• [Problem statement]:
Rewrite the lines from the beginning of the items through the line containing "x=325 y=300" as a numbered list, skipping any blank lines. Leave the pictures out of the list.

[Dataset excerpt]
━━━━━━━━━━
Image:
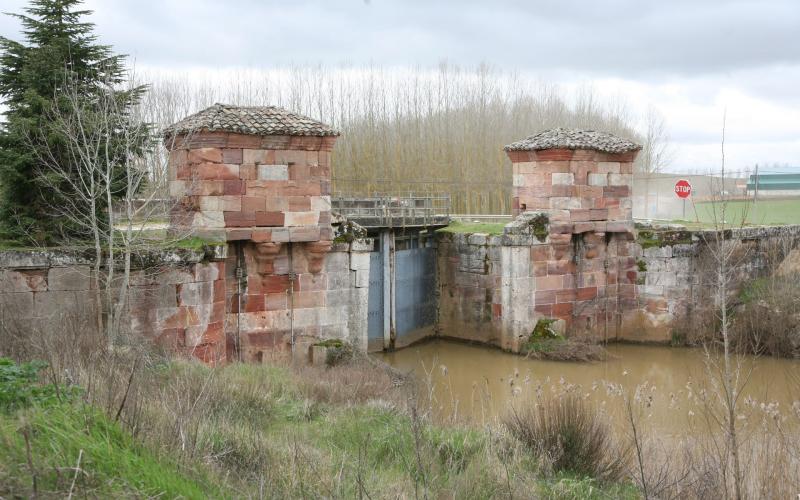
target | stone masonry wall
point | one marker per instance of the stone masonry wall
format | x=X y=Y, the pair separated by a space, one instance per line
x=233 y=187
x=491 y=293
x=189 y=300
x=179 y=304
x=675 y=286
x=325 y=300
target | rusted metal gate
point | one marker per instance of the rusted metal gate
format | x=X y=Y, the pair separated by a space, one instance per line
x=375 y=305
x=415 y=297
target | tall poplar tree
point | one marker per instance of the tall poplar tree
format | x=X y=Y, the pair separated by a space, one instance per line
x=59 y=54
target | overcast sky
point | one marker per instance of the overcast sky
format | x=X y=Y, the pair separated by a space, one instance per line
x=691 y=59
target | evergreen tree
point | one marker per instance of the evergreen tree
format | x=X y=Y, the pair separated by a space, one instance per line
x=59 y=51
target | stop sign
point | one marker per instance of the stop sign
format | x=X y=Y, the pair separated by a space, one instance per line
x=683 y=188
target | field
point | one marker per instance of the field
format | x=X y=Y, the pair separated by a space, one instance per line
x=770 y=212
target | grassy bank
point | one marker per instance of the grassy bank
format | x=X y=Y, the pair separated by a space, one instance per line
x=737 y=212
x=269 y=430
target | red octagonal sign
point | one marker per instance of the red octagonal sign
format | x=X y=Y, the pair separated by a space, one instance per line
x=683 y=188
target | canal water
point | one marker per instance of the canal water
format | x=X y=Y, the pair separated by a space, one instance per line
x=480 y=384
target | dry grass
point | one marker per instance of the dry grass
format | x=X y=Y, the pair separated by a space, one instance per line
x=568 y=435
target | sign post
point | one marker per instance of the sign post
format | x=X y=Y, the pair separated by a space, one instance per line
x=683 y=189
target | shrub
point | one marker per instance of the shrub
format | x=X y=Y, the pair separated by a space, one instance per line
x=20 y=387
x=567 y=434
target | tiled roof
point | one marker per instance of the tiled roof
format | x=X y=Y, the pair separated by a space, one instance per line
x=563 y=138
x=250 y=120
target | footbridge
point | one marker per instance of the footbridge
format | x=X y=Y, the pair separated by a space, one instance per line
x=402 y=271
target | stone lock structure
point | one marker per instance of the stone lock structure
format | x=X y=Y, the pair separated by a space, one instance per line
x=259 y=179
x=569 y=254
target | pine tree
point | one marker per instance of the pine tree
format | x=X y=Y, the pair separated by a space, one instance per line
x=59 y=50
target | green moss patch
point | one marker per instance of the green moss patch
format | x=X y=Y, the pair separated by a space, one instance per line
x=490 y=228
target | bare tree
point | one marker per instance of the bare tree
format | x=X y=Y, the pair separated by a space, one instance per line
x=656 y=151
x=109 y=192
x=727 y=376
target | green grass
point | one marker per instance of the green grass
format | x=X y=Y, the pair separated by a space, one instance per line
x=262 y=430
x=491 y=228
x=111 y=464
x=765 y=212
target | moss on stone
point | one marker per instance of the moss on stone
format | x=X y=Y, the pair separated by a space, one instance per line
x=539 y=226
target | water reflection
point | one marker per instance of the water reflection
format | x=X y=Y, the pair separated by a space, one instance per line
x=478 y=383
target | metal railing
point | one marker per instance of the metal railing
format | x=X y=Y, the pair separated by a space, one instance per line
x=403 y=210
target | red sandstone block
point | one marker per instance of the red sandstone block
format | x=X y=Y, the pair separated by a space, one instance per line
x=276 y=301
x=304 y=300
x=557 y=239
x=273 y=219
x=265 y=339
x=171 y=338
x=203 y=155
x=299 y=171
x=620 y=227
x=583 y=227
x=232 y=155
x=243 y=141
x=278 y=283
x=589 y=191
x=561 y=228
x=497 y=311
x=558 y=267
x=540 y=253
x=655 y=306
x=311 y=282
x=215 y=171
x=564 y=296
x=248 y=172
x=288 y=157
x=543 y=297
x=616 y=191
x=564 y=309
x=215 y=332
x=238 y=235
x=233 y=187
x=552 y=167
x=178 y=156
x=299 y=203
x=521 y=156
x=261 y=235
x=549 y=283
x=584 y=155
x=587 y=293
x=253 y=204
x=254 y=303
x=562 y=251
x=580 y=215
x=239 y=219
x=555 y=154
x=621 y=157
x=325 y=233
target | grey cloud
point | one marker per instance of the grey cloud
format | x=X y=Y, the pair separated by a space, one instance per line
x=640 y=39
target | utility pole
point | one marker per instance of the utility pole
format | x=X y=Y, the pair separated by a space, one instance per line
x=755 y=196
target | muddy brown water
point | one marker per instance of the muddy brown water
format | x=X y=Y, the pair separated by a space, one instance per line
x=479 y=384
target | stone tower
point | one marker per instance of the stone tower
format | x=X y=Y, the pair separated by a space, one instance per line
x=576 y=185
x=259 y=179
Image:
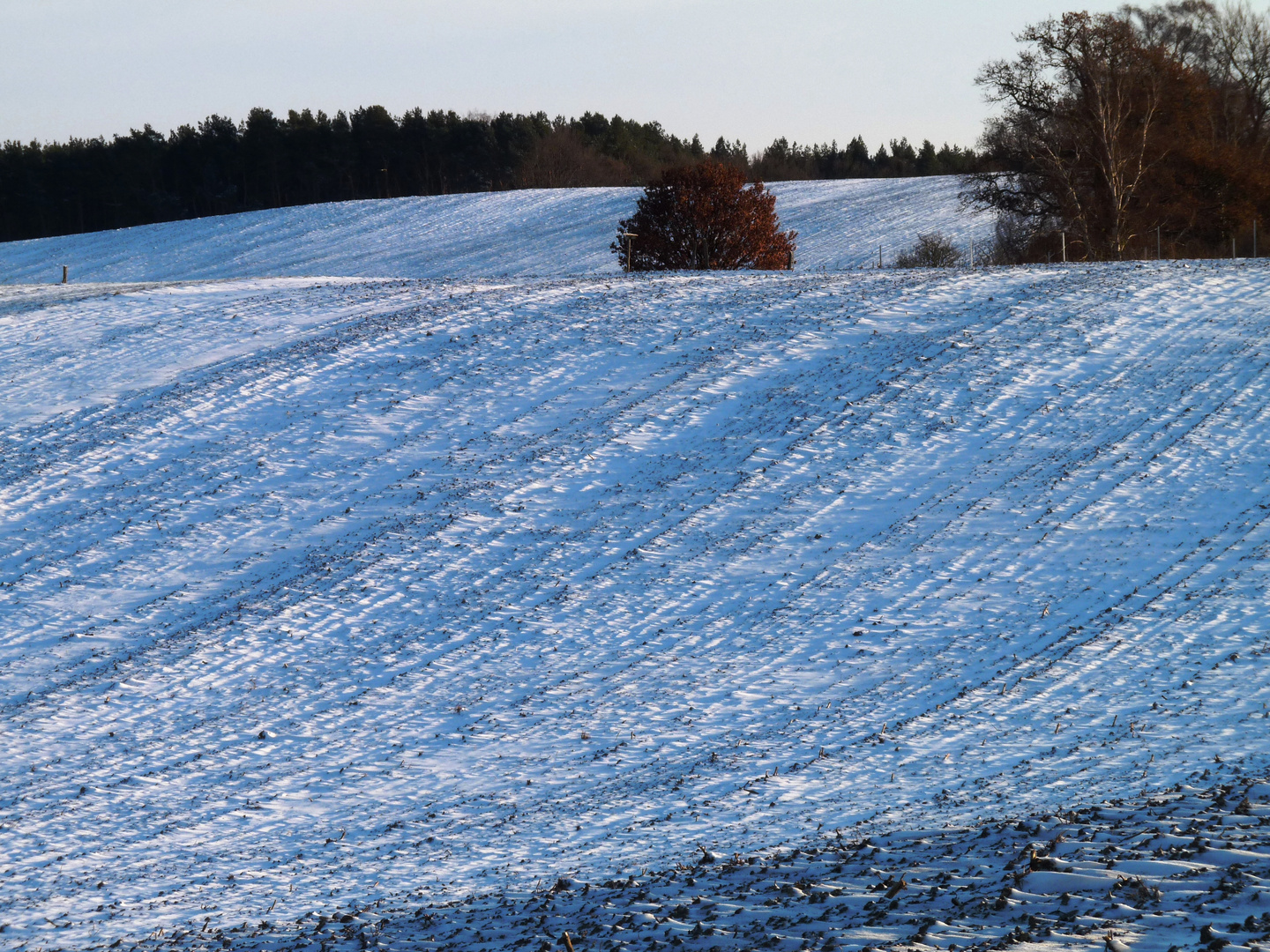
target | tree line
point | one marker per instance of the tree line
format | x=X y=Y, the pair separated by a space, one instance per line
x=1131 y=135
x=219 y=167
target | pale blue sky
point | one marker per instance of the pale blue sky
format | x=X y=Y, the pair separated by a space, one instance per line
x=811 y=70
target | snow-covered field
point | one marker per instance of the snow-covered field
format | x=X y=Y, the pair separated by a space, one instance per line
x=319 y=593
x=537 y=233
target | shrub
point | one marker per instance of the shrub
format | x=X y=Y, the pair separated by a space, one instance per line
x=703 y=217
x=931 y=250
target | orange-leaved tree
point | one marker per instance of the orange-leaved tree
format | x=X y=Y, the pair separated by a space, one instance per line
x=703 y=217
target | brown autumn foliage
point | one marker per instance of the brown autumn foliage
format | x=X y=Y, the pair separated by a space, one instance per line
x=1120 y=124
x=703 y=217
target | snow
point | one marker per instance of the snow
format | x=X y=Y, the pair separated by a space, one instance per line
x=540 y=233
x=329 y=591
x=957 y=888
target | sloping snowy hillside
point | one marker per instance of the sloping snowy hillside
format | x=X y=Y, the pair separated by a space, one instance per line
x=544 y=233
x=318 y=591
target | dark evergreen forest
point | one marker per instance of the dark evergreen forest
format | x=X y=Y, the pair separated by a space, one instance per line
x=268 y=161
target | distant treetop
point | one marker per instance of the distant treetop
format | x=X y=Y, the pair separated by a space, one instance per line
x=220 y=167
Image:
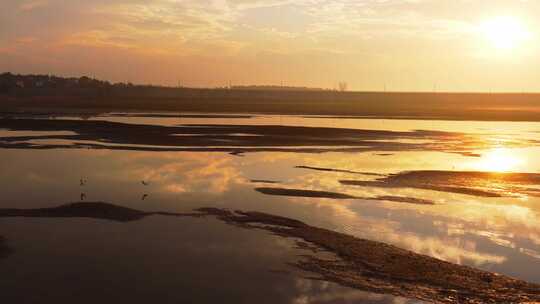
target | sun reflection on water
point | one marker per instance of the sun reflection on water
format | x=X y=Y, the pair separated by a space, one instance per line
x=499 y=160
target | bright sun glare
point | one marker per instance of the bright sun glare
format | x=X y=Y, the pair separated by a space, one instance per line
x=504 y=33
x=499 y=160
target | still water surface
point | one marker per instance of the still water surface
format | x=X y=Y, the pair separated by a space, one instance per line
x=173 y=260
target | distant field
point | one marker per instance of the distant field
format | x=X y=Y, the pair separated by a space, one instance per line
x=454 y=106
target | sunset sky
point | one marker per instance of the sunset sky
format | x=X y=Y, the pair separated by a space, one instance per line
x=406 y=45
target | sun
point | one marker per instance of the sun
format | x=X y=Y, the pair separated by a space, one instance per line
x=504 y=33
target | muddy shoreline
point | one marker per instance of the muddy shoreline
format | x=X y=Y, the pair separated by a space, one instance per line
x=362 y=264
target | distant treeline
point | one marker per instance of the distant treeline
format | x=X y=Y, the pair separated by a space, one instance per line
x=51 y=93
x=46 y=85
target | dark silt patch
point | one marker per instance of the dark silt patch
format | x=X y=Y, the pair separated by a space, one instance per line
x=231 y=138
x=304 y=193
x=481 y=184
x=358 y=263
x=381 y=268
x=337 y=195
x=339 y=170
x=4 y=250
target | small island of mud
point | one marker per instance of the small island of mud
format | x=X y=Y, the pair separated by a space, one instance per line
x=481 y=184
x=337 y=195
x=363 y=264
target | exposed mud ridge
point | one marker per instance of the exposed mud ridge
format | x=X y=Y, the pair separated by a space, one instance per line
x=4 y=250
x=339 y=170
x=338 y=195
x=362 y=264
x=382 y=268
x=232 y=139
x=481 y=184
x=95 y=210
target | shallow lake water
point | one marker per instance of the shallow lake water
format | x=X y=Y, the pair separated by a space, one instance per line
x=488 y=222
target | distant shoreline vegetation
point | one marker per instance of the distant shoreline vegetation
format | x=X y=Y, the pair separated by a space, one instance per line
x=44 y=93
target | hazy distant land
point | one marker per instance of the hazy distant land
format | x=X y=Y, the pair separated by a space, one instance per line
x=86 y=95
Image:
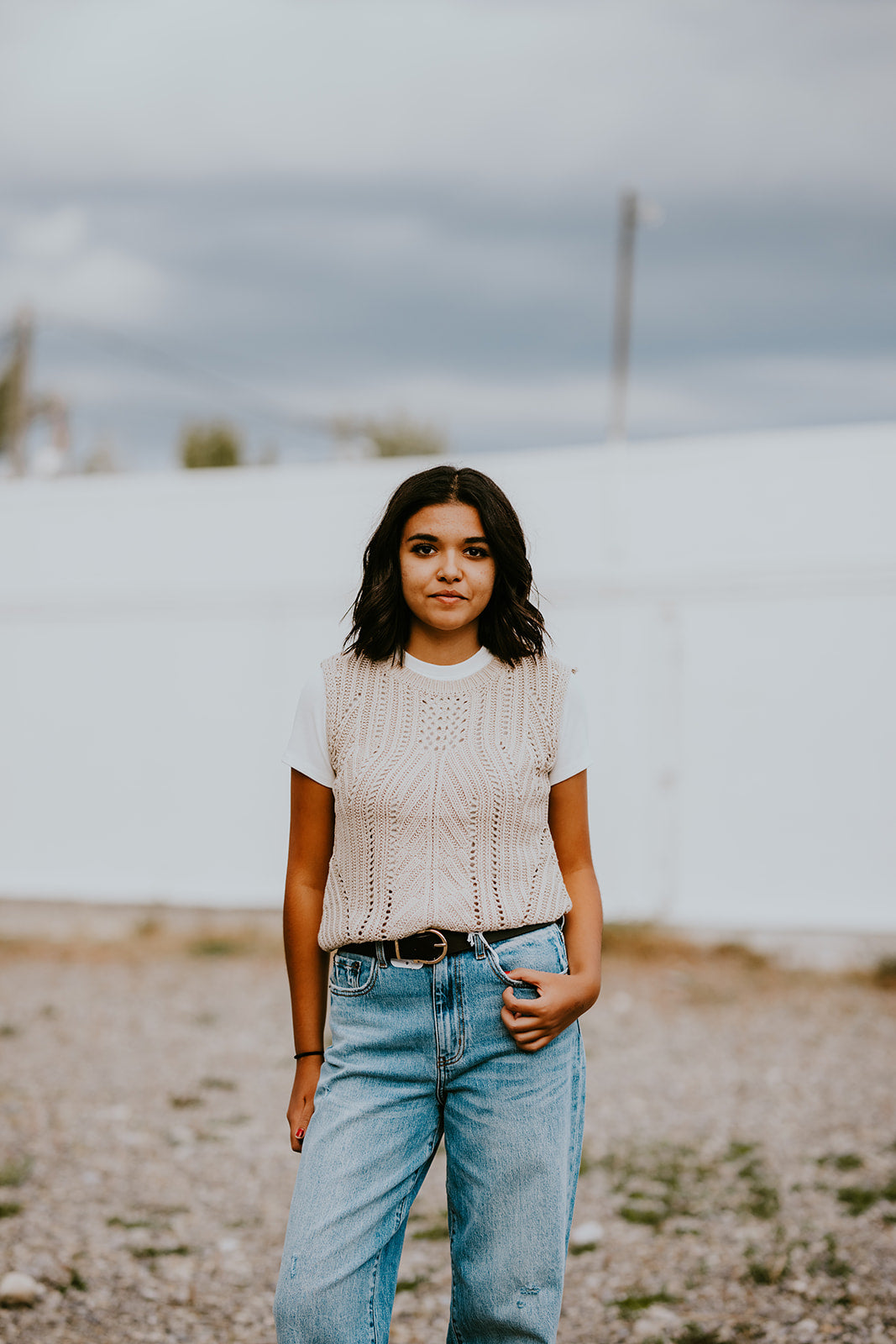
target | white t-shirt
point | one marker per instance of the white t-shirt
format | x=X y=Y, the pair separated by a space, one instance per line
x=307 y=749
━━━━━━━━━━
• [Completed exercise]:
1. Image:
2. target | stone masonry wall
3. point | one marker per instance of the stone masonry wall
4. format | x=X y=Y, the pair separated by a space, one instance per line
5. x=233 y=187
6. x=491 y=293
7. x=189 y=300
8. x=179 y=304
9. x=675 y=286
10. x=325 y=300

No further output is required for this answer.